**ASSIGNMENT**
Only the lines from the one bearing "Expected behaviour: for every instance of the entire" through the end of the listing belong in your response, restated word for word and without pictures.

**MATERIAL FOR THIS EXERCISE**
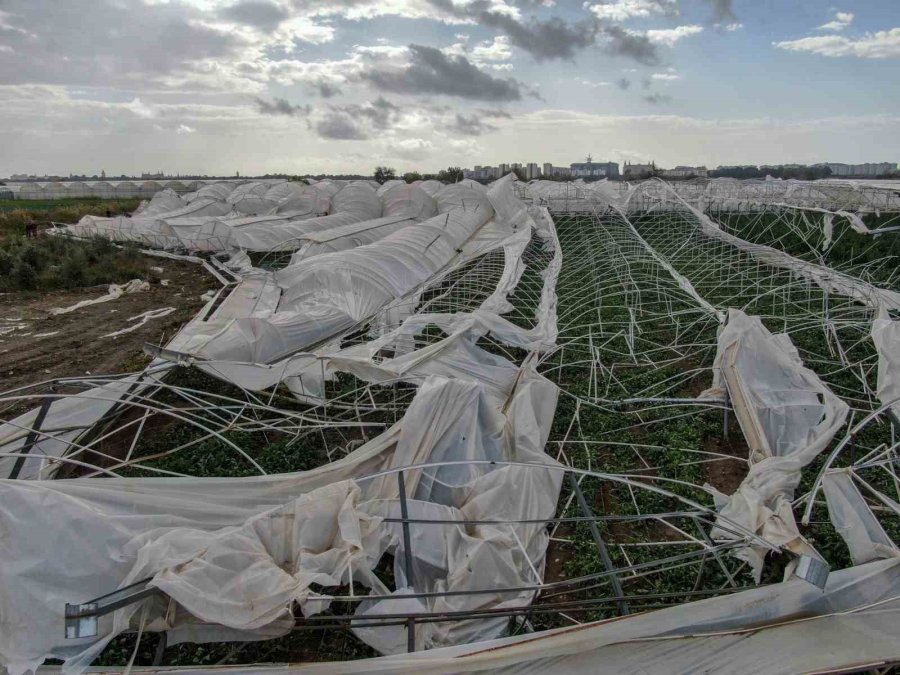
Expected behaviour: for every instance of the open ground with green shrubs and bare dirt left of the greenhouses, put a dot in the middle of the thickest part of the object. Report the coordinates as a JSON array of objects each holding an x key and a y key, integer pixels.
[{"x": 47, "y": 272}]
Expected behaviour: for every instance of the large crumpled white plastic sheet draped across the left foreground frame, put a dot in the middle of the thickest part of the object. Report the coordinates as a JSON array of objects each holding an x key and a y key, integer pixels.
[{"x": 214, "y": 544}]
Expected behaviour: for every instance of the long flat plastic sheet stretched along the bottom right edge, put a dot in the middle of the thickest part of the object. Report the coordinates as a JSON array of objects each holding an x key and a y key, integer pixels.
[{"x": 788, "y": 627}]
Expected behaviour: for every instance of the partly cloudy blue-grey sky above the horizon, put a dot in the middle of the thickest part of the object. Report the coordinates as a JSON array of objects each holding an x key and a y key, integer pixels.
[{"x": 340, "y": 86}]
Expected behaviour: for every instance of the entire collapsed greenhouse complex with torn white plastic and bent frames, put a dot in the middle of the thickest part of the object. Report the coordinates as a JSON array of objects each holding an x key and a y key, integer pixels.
[{"x": 529, "y": 426}]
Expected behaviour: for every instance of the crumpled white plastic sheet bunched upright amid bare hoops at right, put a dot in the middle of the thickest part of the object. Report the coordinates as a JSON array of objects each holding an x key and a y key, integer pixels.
[{"x": 787, "y": 415}]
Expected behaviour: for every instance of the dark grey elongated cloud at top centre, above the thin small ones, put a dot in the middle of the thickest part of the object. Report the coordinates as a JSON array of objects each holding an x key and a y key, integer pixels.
[{"x": 430, "y": 71}]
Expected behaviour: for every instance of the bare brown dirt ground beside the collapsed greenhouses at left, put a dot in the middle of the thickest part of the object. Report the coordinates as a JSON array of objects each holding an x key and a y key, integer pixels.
[{"x": 44, "y": 346}]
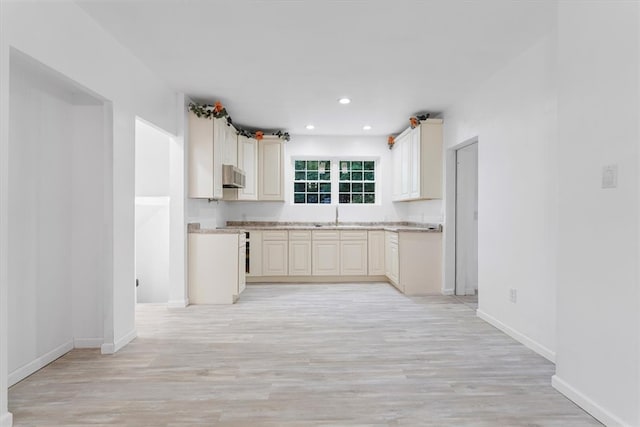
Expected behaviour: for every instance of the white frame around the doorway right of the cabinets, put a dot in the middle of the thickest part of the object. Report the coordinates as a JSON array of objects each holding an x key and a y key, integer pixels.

**YOUR SOLUTION**
Expected behaviour: for every instance of the entire collapsed greenhouse complex with torn white plastic and bent frames, put a dot in the middle of the thickest part of the object. Report the coordinates as a JSON array of objects each holding an x key and a y key, integer pixels.
[{"x": 529, "y": 426}]
Expected behaviour: for every instance of the crumpled white plastic sheet bunched upright amid bare hoops at right, put a dot in the middle of the thickest part of the object. Report the coordinates as a JSON array of objects each holding an x key and a y key, integer pixels.
[{"x": 787, "y": 415}]
Expected behaviour: for every instance of the dark grey elongated cloud at top centre, above the thin small ones, put a dot in the middle of the thickest part of the object. Report the coordinates as a JSON array of objects each holding an x key and a y key, integer pixels.
[{"x": 430, "y": 71}]
Expected behaviour: for every instance of the bare brown dirt ground beside the collapsed greenhouses at left, put a dot in the middle of the thickest part of the object. Report the coordinates as a JSON array of objects each holding an x key and a y key, integer pixels.
[{"x": 44, "y": 346}]
Expected behaviour: for every instance of the white frame around the doorway right of the cabinets, put a dot in the middle of the thickest part of the object. Report the coordinates as a JSON array of objects each holding an x key and a y key, integer pixels.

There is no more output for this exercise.